▶ **ИСХОДНЫЙ ТЕКСТ**:
⟨

Выбрать главу

То же самое может быть и с населением России. Пока оно в атмосфере вторичности, у него на уровне подсознания формируется установка, что любое западное лучше любого русского. Ему не нужна свобода. Ему нужны разговоры о свободе, но не дальше…

Снова в голову лезут слова ранее цитировавшегося Салтыкова-Щедрина: «Если я усну и проснусь через сто лет и меня спросят, что сейчас происходит в России, я отвечу: пьют и воруют». И ведь это действительно так, что бы ни говорили ура-патриоты…

Эта установка поддерживается фактами. Где русские компьютеры, телевизоры, телефоны, самолеты? Где русские фильмы, дизайн, одежда? Почему наши люди так часто ведут себя недостойно за границей? Мы что, физически не способны к творчеству и иной модели поведения? Или все же нам внушают, что мы не способны?

⟩

▶ **МАТЕРИАЛ**:
⟨

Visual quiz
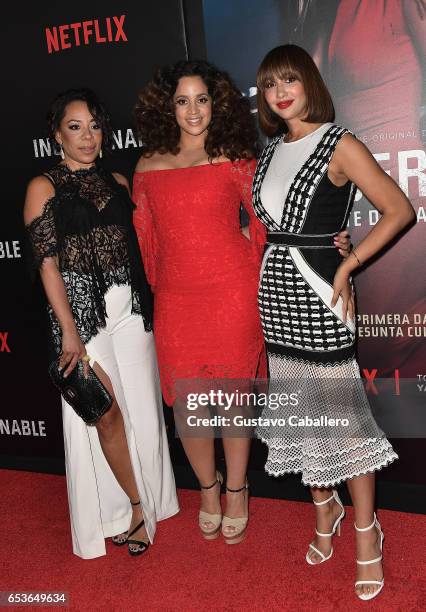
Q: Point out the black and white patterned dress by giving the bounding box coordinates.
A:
[253,124,397,487]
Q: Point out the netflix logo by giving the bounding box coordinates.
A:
[45,15,127,53]
[0,332,11,353]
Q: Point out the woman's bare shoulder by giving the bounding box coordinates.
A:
[24,175,55,224]
[135,153,173,172]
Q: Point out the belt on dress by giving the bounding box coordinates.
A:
[266,232,336,249]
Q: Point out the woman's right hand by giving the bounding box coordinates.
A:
[59,330,89,378]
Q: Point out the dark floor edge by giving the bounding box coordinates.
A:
[0,455,426,514]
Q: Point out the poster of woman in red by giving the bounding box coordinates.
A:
[204,0,426,379]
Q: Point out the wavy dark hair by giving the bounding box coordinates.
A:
[134,61,257,161]
[46,87,113,153]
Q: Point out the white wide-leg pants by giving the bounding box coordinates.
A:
[62,285,179,559]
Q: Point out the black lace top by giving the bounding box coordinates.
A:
[27,164,152,354]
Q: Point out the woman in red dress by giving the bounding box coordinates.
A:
[133,62,350,543]
[133,62,266,543]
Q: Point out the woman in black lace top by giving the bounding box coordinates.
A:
[24,89,178,558]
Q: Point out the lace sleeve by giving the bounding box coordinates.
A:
[133,172,157,289]
[26,198,58,269]
[232,159,266,265]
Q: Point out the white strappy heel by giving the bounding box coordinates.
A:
[306,489,345,565]
[354,513,385,601]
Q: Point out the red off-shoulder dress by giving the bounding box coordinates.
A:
[133,160,266,406]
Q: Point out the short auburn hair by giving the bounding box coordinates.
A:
[257,45,335,136]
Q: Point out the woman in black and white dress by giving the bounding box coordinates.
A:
[253,45,414,599]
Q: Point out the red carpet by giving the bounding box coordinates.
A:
[0,470,426,612]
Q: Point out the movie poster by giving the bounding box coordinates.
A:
[204,0,426,384]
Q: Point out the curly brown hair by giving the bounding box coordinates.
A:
[135,61,257,161]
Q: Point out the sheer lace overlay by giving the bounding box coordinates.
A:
[27,164,152,353]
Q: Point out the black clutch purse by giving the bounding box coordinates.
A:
[49,360,112,423]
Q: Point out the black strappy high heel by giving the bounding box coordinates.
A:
[126,500,149,557]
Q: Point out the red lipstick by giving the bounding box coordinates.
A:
[277,100,293,110]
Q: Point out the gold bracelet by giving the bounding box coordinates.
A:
[351,249,362,266]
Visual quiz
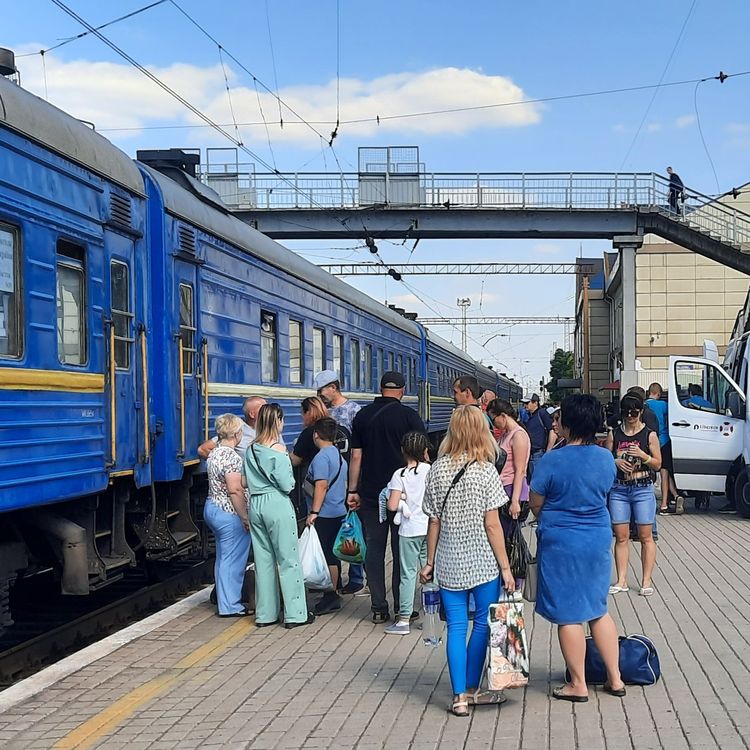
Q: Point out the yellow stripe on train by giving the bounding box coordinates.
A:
[0,367,104,393]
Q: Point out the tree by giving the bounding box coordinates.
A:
[547,349,575,403]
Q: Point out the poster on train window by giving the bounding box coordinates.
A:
[0,229,15,292]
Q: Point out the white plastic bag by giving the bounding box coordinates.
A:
[299,526,333,591]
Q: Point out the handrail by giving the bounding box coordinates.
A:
[177,336,185,458]
[203,339,208,440]
[140,326,151,464]
[109,321,117,466]
[204,170,750,245]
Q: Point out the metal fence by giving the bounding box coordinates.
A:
[198,165,750,249]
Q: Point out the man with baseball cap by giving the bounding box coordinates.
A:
[313,370,365,595]
[347,371,425,623]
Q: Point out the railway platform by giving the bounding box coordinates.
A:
[0,512,750,750]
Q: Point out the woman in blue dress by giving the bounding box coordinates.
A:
[529,394,625,703]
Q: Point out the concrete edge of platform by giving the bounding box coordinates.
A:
[0,586,211,713]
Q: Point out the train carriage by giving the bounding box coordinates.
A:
[0,72,520,630]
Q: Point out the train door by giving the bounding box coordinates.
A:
[172,258,201,463]
[105,231,147,484]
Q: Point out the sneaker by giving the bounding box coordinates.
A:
[313,591,341,615]
[385,620,410,635]
[341,581,369,594]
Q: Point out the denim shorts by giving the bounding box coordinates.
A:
[609,483,656,526]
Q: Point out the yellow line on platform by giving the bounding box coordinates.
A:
[53,617,255,750]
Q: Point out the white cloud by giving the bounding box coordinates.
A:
[531,248,560,255]
[674,115,695,128]
[13,46,541,149]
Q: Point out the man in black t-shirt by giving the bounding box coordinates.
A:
[347,372,425,623]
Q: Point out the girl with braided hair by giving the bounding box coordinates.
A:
[385,432,430,635]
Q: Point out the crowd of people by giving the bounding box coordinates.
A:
[199,370,682,716]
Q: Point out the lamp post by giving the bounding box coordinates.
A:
[456,297,471,351]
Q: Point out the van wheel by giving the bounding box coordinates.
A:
[734,469,750,518]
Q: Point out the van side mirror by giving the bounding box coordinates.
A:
[727,391,747,419]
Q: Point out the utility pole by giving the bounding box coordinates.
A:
[582,276,591,393]
[456,297,471,352]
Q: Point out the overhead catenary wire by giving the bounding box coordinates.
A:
[618,0,698,172]
[16,0,169,59]
[47,0,362,232]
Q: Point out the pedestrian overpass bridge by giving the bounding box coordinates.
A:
[207,166,750,274]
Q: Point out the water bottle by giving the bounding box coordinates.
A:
[422,583,443,646]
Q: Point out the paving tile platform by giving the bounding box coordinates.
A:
[0,512,750,750]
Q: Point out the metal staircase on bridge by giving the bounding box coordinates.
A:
[203,171,750,273]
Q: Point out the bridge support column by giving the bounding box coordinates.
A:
[612,235,643,396]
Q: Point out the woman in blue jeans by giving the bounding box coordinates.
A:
[420,405,515,716]
[203,414,250,617]
[607,394,661,596]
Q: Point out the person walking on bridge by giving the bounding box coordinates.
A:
[667,167,685,214]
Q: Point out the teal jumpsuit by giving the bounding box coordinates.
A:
[244,443,307,623]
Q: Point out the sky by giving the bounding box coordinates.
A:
[5,0,750,390]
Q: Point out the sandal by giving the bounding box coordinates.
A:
[469,688,508,706]
[603,682,625,698]
[552,685,589,703]
[450,698,469,719]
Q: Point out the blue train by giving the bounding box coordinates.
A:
[0,78,521,629]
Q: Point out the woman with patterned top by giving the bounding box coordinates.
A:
[203,414,250,617]
[420,405,515,716]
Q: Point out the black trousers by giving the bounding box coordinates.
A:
[358,501,401,612]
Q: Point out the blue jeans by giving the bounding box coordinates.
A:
[440,576,500,695]
[348,563,365,586]
[203,500,251,615]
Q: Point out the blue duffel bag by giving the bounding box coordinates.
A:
[565,635,661,685]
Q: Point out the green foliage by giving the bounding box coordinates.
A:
[547,349,575,403]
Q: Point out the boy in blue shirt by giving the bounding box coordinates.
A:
[305,417,349,615]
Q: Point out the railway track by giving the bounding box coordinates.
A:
[0,559,213,690]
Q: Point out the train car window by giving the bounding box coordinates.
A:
[0,224,22,358]
[349,339,362,391]
[363,344,372,391]
[57,240,88,365]
[109,260,134,370]
[260,310,279,383]
[180,284,196,375]
[289,320,305,384]
[313,328,326,373]
[333,333,345,388]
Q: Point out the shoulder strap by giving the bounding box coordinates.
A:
[443,461,476,507]
[250,443,279,489]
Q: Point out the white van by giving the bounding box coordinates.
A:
[669,352,750,518]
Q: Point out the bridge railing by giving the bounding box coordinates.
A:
[205,171,750,249]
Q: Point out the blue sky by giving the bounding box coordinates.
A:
[0,0,750,388]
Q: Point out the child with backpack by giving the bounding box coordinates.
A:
[385,432,430,635]
[304,417,349,615]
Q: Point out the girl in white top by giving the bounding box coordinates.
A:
[385,432,430,635]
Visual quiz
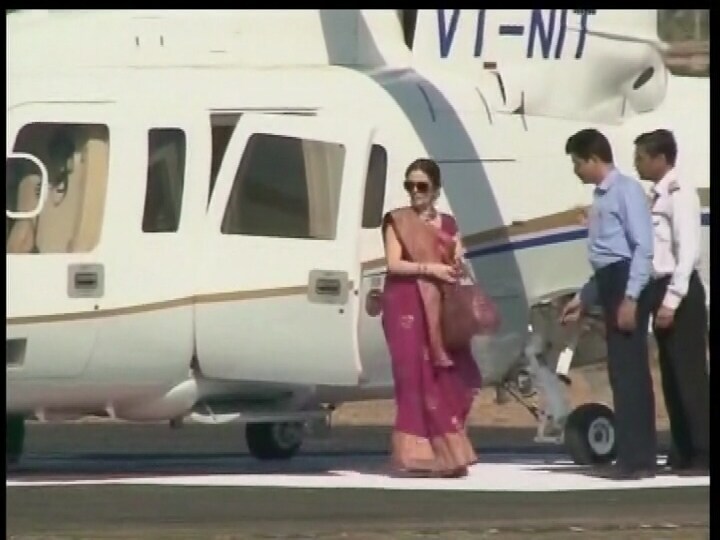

⟩

Перепишите из исходного текста отрывок, начиная со слов «То же самое» и заканчивая словами «мы не способны?».

▶ **ПИСЬМЕННЫЙ ОТВЕТ**:
То же самое может быть и с населением России. Пока оно в атмосфере вторичности, у него на уровне подсознания формируется установка, что любое западное лучше любого русского. Ему не нужна свобода. Ему нужны разговоры о свободе, но не дальше…

Снова в голову лезут слова ранее цитировавшегося Салтыкова-Щедрина: «Если я усну и проснусь через сто лет и меня спросят, что сейчас происходит в России, я отвечу: пьют и воруют». И ведь это действительно так, что бы ни говорили ура-патриоты…

Эта установка поддерживается фактами. Где русские компьютеры, телевизоры, телефоны, самолеты? Где русские фильмы, дизайн, одежда? Почему наши люди так часто ведут себя недостойно за границей? Мы что, физически не способны к творчеству и иной модели поведения? Или все же нам внушают, что мы не способны?